Data excerpts:
◇ ◇ ◇ ◇

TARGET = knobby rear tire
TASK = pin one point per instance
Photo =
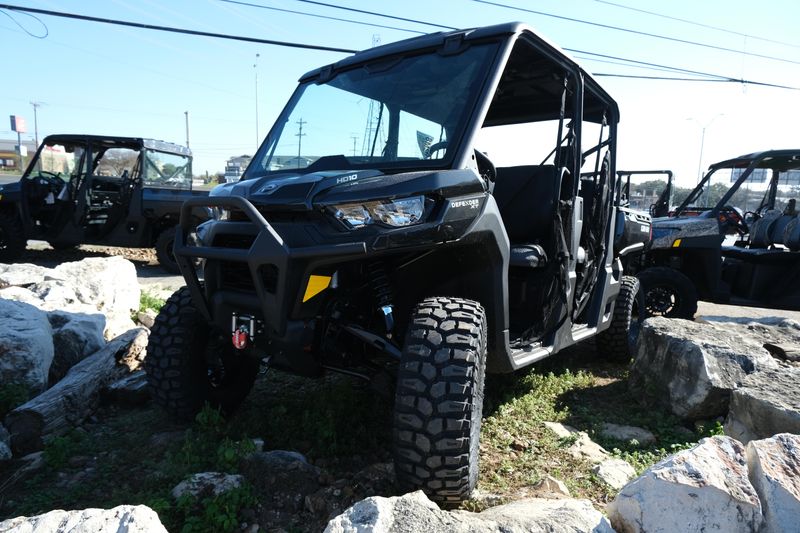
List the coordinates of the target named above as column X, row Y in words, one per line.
column 439, row 399
column 616, row 343
column 182, row 358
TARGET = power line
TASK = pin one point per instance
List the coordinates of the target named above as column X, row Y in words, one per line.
column 365, row 12
column 667, row 78
column 700, row 24
column 23, row 28
column 748, row 82
column 344, row 50
column 632, row 61
column 637, row 32
column 174, row 30
column 249, row 4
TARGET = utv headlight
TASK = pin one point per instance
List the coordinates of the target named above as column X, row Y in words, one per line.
column 396, row 213
column 221, row 213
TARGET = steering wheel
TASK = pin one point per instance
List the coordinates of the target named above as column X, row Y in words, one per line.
column 486, row 168
column 435, row 147
column 731, row 216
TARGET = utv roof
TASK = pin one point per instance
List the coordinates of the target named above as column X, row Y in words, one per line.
column 110, row 141
column 438, row 40
column 777, row 159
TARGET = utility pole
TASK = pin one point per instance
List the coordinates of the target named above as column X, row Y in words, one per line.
column 186, row 113
column 255, row 69
column 36, row 123
column 300, row 136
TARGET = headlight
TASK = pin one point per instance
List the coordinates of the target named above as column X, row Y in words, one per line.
column 397, row 213
column 221, row 213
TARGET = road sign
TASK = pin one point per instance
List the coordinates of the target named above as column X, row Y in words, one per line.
column 18, row 124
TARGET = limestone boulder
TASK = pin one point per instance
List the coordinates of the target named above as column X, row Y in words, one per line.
column 75, row 337
column 282, row 477
column 109, row 283
column 129, row 391
column 121, row 519
column 775, row 473
column 767, row 330
column 705, row 488
column 583, row 447
column 105, row 285
column 766, row 404
column 22, row 275
column 692, row 368
column 414, row 512
column 614, row 472
column 26, row 345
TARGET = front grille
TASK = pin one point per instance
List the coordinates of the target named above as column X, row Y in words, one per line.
column 235, row 276
column 233, row 241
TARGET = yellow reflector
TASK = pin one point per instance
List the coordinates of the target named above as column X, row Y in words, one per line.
column 316, row 284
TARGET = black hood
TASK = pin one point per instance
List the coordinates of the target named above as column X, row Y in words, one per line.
column 10, row 192
column 318, row 189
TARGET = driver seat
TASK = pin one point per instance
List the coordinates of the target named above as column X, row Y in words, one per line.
column 760, row 231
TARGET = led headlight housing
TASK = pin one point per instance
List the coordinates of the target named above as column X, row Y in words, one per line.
column 395, row 213
column 221, row 213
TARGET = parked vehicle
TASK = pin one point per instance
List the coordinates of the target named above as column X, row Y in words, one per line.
column 735, row 239
column 652, row 196
column 90, row 189
column 420, row 258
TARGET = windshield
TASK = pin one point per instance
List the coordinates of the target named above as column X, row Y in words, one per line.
column 58, row 159
column 167, row 170
column 749, row 196
column 398, row 112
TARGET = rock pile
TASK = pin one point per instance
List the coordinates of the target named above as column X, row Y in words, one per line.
column 719, row 485
column 701, row 371
column 65, row 334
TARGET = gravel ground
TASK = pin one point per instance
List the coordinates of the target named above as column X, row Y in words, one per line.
column 152, row 277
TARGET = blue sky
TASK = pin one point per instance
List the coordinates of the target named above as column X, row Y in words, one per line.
column 94, row 78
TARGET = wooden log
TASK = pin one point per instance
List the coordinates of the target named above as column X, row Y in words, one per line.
column 784, row 351
column 70, row 401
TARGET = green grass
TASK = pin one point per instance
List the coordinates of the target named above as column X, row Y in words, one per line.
column 517, row 450
column 346, row 424
column 149, row 301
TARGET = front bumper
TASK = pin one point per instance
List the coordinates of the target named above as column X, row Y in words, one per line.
column 276, row 270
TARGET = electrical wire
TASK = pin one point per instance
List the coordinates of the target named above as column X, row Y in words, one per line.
column 249, row 4
column 700, row 24
column 344, row 50
column 383, row 15
column 637, row 32
column 744, row 82
column 175, row 30
column 23, row 28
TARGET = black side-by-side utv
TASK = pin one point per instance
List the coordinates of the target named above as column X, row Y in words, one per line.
column 473, row 229
column 734, row 240
column 91, row 189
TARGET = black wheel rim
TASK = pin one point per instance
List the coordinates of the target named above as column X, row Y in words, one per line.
column 661, row 300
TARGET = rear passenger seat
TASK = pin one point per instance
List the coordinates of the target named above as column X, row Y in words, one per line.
column 791, row 234
column 775, row 227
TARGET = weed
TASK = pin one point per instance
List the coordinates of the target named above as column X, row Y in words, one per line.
column 213, row 514
column 149, row 301
column 59, row 449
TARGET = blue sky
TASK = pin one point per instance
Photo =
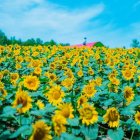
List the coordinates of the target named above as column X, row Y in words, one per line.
column 113, row 22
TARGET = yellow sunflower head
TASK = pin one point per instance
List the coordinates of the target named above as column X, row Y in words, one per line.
column 59, row 123
column 41, row 131
column 68, row 83
column 40, row 104
column 137, row 117
column 14, row 76
column 128, row 74
column 98, row 81
column 89, row 90
column 55, row 95
column 22, row 98
column 128, row 94
column 31, row 82
column 81, row 100
column 37, row 71
column 66, row 110
column 88, row 114
column 80, row 73
column 112, row 117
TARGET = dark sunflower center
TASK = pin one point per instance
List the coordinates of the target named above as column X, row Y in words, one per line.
column 128, row 73
column 127, row 94
column 31, row 83
column 39, row 134
column 113, row 116
column 88, row 113
column 56, row 95
column 66, row 112
column 22, row 101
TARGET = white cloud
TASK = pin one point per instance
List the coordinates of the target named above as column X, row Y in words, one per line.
column 40, row 18
column 44, row 19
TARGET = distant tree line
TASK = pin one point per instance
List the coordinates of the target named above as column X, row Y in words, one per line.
column 4, row 40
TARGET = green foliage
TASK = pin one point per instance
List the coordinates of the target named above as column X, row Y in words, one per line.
column 135, row 43
column 90, row 132
column 117, row 134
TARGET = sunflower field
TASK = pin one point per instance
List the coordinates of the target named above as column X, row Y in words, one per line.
column 64, row 93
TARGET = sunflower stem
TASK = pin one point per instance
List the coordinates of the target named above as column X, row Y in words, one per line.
column 132, row 135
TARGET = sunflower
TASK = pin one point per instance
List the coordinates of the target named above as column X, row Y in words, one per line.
column 37, row 70
column 98, row 81
column 40, row 104
column 51, row 76
column 129, row 94
column 88, row 114
column 81, row 100
column 68, row 83
column 137, row 117
column 66, row 110
column 89, row 90
column 41, row 131
column 55, row 95
column 2, row 91
column 59, row 123
column 31, row 82
column 14, row 77
column 115, row 81
column 90, row 71
column 128, row 74
column 112, row 117
column 24, row 99
column 80, row 73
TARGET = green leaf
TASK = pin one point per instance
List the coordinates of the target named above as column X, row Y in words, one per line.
column 66, row 136
column 90, row 132
column 116, row 134
column 20, row 131
column 8, row 111
column 73, row 122
column 108, row 102
column 5, row 135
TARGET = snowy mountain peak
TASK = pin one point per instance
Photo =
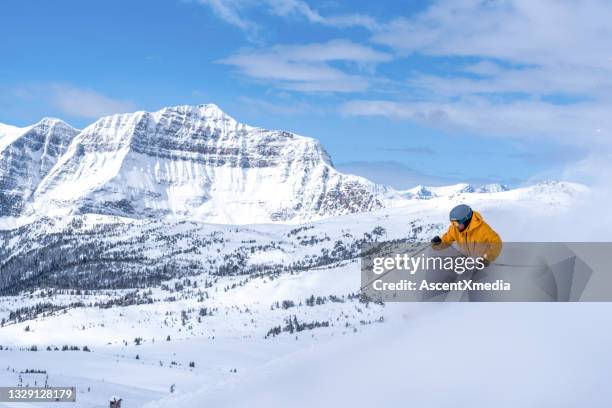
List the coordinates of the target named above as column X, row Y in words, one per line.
column 193, row 162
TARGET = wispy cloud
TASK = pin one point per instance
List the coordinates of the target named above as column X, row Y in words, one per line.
column 72, row 100
column 533, row 69
column 230, row 12
column 236, row 13
column 529, row 119
column 401, row 176
column 86, row 103
column 299, row 8
column 307, row 67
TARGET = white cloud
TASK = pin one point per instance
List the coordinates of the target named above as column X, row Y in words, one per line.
column 229, row 11
column 529, row 119
column 235, row 12
column 306, row 67
column 287, row 8
column 84, row 102
column 541, row 68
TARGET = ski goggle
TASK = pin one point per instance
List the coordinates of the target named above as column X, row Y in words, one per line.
column 457, row 222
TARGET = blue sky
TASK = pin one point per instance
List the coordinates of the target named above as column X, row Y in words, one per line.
column 402, row 92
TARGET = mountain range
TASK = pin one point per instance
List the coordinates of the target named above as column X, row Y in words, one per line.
column 185, row 162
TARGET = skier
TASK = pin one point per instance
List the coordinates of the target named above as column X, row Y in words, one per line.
column 474, row 237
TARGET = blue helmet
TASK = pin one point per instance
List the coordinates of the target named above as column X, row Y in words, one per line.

◇ ◇ ◇ ◇

WHAT THE EXERCISE ASKS: Whenever a line of the records holds the string "wheel", pick it out and copy it.

FINISHED TASK:
TARGET = steering wheel
TARGET = black wheel rim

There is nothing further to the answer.